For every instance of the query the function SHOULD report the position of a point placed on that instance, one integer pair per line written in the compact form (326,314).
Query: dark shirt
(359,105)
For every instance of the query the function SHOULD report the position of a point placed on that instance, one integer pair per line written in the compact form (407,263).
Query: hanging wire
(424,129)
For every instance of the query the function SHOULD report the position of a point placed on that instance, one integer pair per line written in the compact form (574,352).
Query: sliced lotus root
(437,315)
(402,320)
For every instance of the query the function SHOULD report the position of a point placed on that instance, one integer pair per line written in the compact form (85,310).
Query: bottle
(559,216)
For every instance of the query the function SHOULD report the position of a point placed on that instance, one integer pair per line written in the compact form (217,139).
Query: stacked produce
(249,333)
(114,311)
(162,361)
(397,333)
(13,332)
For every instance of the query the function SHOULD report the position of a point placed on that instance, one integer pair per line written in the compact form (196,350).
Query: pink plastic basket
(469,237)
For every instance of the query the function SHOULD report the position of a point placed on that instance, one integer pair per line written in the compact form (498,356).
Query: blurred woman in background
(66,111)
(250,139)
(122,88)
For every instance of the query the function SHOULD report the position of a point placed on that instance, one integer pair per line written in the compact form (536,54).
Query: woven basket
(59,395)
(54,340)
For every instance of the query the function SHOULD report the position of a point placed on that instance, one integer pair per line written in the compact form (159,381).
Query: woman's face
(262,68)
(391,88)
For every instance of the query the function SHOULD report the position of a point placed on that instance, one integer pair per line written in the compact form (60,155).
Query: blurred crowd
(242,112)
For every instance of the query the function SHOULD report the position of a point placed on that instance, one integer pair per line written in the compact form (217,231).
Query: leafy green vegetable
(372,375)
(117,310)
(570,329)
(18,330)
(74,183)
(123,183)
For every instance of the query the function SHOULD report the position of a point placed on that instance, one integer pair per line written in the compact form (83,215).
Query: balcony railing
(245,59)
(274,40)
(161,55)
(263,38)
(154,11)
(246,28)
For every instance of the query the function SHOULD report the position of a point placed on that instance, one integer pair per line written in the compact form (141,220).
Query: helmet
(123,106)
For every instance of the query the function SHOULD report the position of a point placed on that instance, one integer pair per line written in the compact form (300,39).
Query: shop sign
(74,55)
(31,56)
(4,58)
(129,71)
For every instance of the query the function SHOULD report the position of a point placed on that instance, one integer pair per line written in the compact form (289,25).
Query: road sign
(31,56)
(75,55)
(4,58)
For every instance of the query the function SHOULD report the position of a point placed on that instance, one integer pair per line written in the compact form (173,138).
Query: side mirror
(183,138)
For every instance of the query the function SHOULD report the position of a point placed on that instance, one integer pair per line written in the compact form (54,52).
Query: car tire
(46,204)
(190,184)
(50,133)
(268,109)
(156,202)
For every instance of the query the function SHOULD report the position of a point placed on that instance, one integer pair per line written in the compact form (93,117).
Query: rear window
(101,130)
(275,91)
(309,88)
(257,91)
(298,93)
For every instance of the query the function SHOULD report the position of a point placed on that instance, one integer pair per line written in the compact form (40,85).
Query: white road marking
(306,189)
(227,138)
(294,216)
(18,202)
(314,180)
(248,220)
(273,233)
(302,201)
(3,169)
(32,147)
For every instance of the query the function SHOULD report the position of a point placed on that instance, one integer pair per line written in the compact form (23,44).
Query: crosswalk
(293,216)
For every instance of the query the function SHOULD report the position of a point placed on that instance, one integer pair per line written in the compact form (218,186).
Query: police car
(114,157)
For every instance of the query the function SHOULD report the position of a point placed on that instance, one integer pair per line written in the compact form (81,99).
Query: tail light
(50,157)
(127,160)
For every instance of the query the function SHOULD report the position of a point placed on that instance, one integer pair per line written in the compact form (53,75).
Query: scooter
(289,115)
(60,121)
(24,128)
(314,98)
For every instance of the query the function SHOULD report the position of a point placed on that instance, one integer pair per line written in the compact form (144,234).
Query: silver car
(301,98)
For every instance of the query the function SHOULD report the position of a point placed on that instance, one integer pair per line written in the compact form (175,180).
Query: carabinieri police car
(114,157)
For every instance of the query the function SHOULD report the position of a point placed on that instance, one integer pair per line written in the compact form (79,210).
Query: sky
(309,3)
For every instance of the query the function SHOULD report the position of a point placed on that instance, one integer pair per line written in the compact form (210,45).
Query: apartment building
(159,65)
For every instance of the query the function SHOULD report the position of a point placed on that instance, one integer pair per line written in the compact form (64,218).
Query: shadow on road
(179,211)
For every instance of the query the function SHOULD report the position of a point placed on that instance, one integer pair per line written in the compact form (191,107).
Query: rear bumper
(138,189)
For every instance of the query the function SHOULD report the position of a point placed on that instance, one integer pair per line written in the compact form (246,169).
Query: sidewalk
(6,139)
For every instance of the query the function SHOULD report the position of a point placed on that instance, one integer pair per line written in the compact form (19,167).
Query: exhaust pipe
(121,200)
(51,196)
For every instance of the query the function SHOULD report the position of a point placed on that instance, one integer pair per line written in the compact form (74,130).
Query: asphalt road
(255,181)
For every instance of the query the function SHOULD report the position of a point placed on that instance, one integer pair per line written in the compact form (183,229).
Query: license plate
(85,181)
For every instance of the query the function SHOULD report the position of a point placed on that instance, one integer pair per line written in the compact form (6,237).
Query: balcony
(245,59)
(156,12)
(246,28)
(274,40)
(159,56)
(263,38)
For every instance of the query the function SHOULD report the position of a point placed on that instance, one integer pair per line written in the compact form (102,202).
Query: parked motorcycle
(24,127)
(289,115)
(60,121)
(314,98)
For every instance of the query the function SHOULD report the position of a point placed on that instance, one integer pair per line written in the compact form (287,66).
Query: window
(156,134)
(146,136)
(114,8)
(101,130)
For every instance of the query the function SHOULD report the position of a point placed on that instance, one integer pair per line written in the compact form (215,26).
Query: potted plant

▶ **WHAT IS BEING ASKED**
Copy the listing exactly.

▶ **SOLUTION TO THIS TASK**
For every instance of the query the function SHOULD report the position of a point placed on that instance, one integer pair per line written in the compact form (326,314).
Query: dark shirt
(359,105)
For every instance of the query the function SHOULD report the position of a point placed on that instance, one integer pair per line written in the compact form (407,263).
Query: hanging wire
(424,129)
For every instance of the query the function SHOULD report the position of a point placed on that instance, one integer pair per line written in the compact form (574,352).
Query: sliced lotus root
(437,315)
(402,320)
For every instance of the query the function SHOULD report the position of a point placed on that instance, one integer pair per line written in the compact form (85,310).
Query: bottle
(559,216)
For every instance of the query the function SHOULD report the position of a point placed on that instance, one integer pair per line written in the compact form (217,139).
Query: stacked produce
(249,333)
(114,311)
(162,361)
(397,333)
(13,332)
For every instance of the query the function SHOULD report the position of a point placed on that instance, one integer pair per line written in the compact form (196,350).
Query: pink plastic basket
(469,237)
For every instance of the query the function SHOULD report the position of a point placed on that instance, one integer pair per line written in the compact form (498,356).
Query: blurred woman in background
(66,111)
(250,139)
(122,88)
For every instance of the query the function SHOULD report the position of a point placed on that instance, one integer pair per line written in the compact form (536,54).
Query: woven basket
(59,395)
(54,340)
For every instance of the query the function SHOULD report the position of a point placed on that instance, one integer pair per line written in the compact form (159,381).
Query: woman's face
(262,68)
(391,88)
For every instance of the query the function SHOULD report the position of a point placed on that instance, one integer pair per line written in the compact form (60,155).
Query: blurred crowd
(242,112)
For every instance of the query the function SHOULD report the position of a point placed on that instance, one integer pair per line written in the compact form (217,231).
Query: leafy green vegetable
(372,375)
(117,310)
(570,329)
(18,330)
(74,183)
(123,183)
For every instance of the query the function SHOULD report the position of a point placed on that instance, one integer pair per line written in the compact form (83,215).
Query: balcony railing
(245,59)
(274,40)
(161,55)
(263,38)
(154,11)
(246,28)
For every instance of the query the function SHOULD report the position of a point placed on that instance, one integer pair per line written in the compact form (141,220).
Query: helmet
(123,106)
For every instance of the query the function SHOULD report the position of a point placed on that instance, one integer pair per line written in the compact form (300,39).
Query: shop sign
(74,55)
(31,56)
(4,58)
(129,71)
For every instance of the query the function SHOULD report the position of a point placed on that instance, one integer pair per line written in the compact form (289,25).
Query: road sign
(31,56)
(75,55)
(4,58)
For every instance of the query the function SHOULD report the position of a point placed on that instance, one integer pair per line written in the compact form (173,138).
Query: side mirror
(183,138)
For every instance of the query the function SHOULD report the position of a point placed on that instance, one integer pair per line written in the compact form (54,52).
Query: car tire
(46,204)
(190,184)
(50,133)
(268,109)
(156,202)
For every instance of the query the function SHOULD report the position of a point placed on that instance, one integer pair per line written in the compact form (93,117).
Query: rear window
(101,130)
(275,91)
(309,88)
(257,91)
(298,93)
For every instance of the query the function SHOULD report the position of a point placed on that instance, one integer pair per line written in the compact form (40,85).
Query: white road marking
(306,189)
(227,138)
(294,216)
(18,202)
(314,180)
(248,220)
(273,233)
(302,201)
(3,169)
(32,147)
For every instance of the query the function SHOULD report the position of a point placed on that instance, one integer pair per line written in the compact form (23,44).
Query: crosswalk
(293,216)
For every instance of the query the function SHOULD report the position of a point placed on that instance, one integer pair per line written in the compact form (218,186).
Query: police car
(114,157)
For every instance of the query the function SHOULD report the position of a point placed on that instance, one integer pair per line written in the compact form (81,99).
Query: tail light
(50,157)
(127,160)
For every instance of the query the function SHOULD report the position of a point placed on that instance, one integer pair per line written in the compact form (53,75).
Query: scooter
(289,115)
(60,121)
(24,128)
(314,98)
For every instance of the query the function SHOULD report the position of a point placed on that instance, one integer pair per line written in the compact form (144,234).
Query: silver car
(301,98)
For every instance of the query the function SHOULD report the position of a point placed on that instance, one integer pair per line written in the compact form (175,180).
Query: carabinieri police car
(114,157)
For every instance of the query the function SHOULD report the position of a point placed on that instance, one integer pair per line written in the compact form (79,210).
Query: sky
(309,3)
For every instance of the query the function SHOULD report the position of a point placed on that instance, one integer pair per line written in the compact form (210,45).
Query: apartment building
(159,65)
For every instance of the query the function SHOULD report the position of a point placed on that instance, one integer pair per line written in the compact form (64,218).
Query: shadow on road
(179,211)
For every instance of the query the function SHOULD report the position of a point placed on that instance, one integer pair per line written in the compact form (191,107).
Query: rear bumper
(138,189)
For every instance of the query the function SHOULD report the position of a point placed on that instance, one integer pair per line written in the compact form (246,169).
Query: sidewalk
(6,139)
For every instance of the query the function SHOULD report the position of a point placed on that instance, one integer pair per line written in the compact form (19,167).
Query: exhaust pipe
(121,200)
(51,196)
For every instance of the query the function SHOULD report the position of a point placed on that instance, one integer pair per line written in the compact form (74,130).
Query: asphalt road
(255,181)
For every instance of the query the function SHOULD report the position of a point placed on that instance, one integer pair per line written in the compact form (183,229).
Query: license plate
(85,181)
For every instance of the query the function SHOULD report the position of a point placed on that instance, one integer pair per line written in the compact form (6,237).
Query: balcony
(245,59)
(156,12)
(246,28)
(274,40)
(159,56)
(263,38)
For every instance of the query the function SHOULD report the position of a point placed on that instance, one integer pair per line written in the compact form (102,202).
Query: parked motorcycle
(24,127)
(289,115)
(60,121)
(314,98)
For every instance of the query the function SHOULD report the position of a point placed on that instance, one integer pair per line written in the compact form (287,66).
Query: window
(156,134)
(146,136)
(114,8)
(101,130)
For every instance of the query the function SHOULD report the position of a point placed on that instance, one integer pair per line written in the compact form (215,26).
Query: potted plant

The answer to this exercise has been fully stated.